*** Documento di partenza

SENTENZA N. 53
ANNO 2000
REPUBBLICA ITALIANA
IN NOME DEL POPOLO ITALIANO
LA CORTE COSTITUZIONALE
composta dai signori Giudici:
- Prof. Giuliano VASSALLI, Presidente
- Prof. Cesare MIRABELLI
- Prof. Fernando SANTOSUOSSO
- Avv. Massimo VARI
- Dott. Cesare RUPERTO
- Dott. Riccardo CHIEPPA
- Prof. Gustavo ZAGREBELSKY
- Prof. Valerio ONIDA
- Avv. Fernanda CONTRI
- Prof. Guido NEPPI MODONA
- Prof. Piero Alberto CAPOTOSTI
- Prof. Annibale MARINI
ha pronunciato la seguente
SENTENZA
nel giudizio di legittimità costituzionale della legge della Regione Umbria, riapprovata il 6 luglio 1998, recante "Calendario venatorio per la stagione 1988-1999", promosso con ricorso del Presidente del Consiglio dei ministri, notificato il 24 luglio 1998, depositato in Cancelleria il 3 agosto 1998 ed iscritto al n. 33 del registro ricorsi 1998.
Visto l'atto di costituzione della Regione Umbria;
udito nell'udienza pubblica del 12 ottobre 1999 il Giudice relatore Fernanda Contri;
uditi l'avvocato dello Stato Gabriella Palmieri per il Presidente del Consiglio dei ministri e l'avvocato Maurizio Pedetta per la Regione Umbria.

******

→ Compito A:
Rispondi in base alla sentenza:
(i) Chi era il Presidente della Corte?
(ii) In che data è stato notificato il ricorso?
(iii) Quale avvocato rappresentava la Regione Umbria?
→ Compito B: Continua la sentenza della Corte costituzionale sulla legge umbra, riprendendo dopo l'ultima frase riportata.
Le voci che seguono non hanno alcun ruolo in questo lavoro.

*** Dati registrati

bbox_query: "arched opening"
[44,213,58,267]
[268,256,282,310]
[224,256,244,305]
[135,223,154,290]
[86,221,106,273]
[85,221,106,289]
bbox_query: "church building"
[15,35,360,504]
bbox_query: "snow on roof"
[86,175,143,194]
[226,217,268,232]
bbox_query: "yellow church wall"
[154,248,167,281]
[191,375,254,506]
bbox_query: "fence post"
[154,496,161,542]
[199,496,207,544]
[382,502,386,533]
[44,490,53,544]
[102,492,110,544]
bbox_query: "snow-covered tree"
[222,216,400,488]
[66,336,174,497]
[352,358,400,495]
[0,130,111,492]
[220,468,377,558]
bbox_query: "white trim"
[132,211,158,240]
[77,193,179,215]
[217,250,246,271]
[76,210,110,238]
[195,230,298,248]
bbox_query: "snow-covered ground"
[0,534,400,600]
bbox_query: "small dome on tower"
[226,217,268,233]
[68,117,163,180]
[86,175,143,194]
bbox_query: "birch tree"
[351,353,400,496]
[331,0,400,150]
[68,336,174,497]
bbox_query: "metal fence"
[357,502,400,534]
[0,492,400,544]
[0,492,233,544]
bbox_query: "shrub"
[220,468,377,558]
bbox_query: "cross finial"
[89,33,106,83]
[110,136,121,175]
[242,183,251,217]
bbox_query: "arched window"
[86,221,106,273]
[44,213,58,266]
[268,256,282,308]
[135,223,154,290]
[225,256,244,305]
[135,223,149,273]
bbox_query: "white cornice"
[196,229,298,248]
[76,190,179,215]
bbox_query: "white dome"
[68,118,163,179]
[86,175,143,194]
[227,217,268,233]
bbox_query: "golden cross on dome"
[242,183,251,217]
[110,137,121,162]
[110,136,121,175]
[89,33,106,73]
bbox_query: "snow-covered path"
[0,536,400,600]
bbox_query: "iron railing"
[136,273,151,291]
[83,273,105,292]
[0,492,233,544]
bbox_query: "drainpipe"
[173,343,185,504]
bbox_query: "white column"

******

→ Soluzione A:
(i) Il Prof. Giuliano Vassalli.
(ii) Il 24 luglio 1998.
(iii) L'avvocato Maurizio Pedetta.

→ Soluzione B:
Ritenuto in fatto
1. - Con ricorso regolarmente notificato e depositato, il Presidente del Consiglio dei ministri solleva in via principale - in riferimento agli artt. 117 della Costituzione e 18 della legge 11 febbraio 1992, n. 157 (Norme per la protezione della fauna selvatica omeoterma e per il prelievo venatorio), nonchè in relazione alla direttiva 79/409/CEE concernente la conservazione degli uccelli selvatici - questione di legittimità costituzionale della delibera legislativa recante "Calendario venatorio per la stagione 1998/99", riapprovata a maggioranza assoluta dal Consiglio regionale dell’Umbria nella seduta del 6 luglio 1998, nell’identico testo rinviato dal Governo con atto del 26 giugno 1998.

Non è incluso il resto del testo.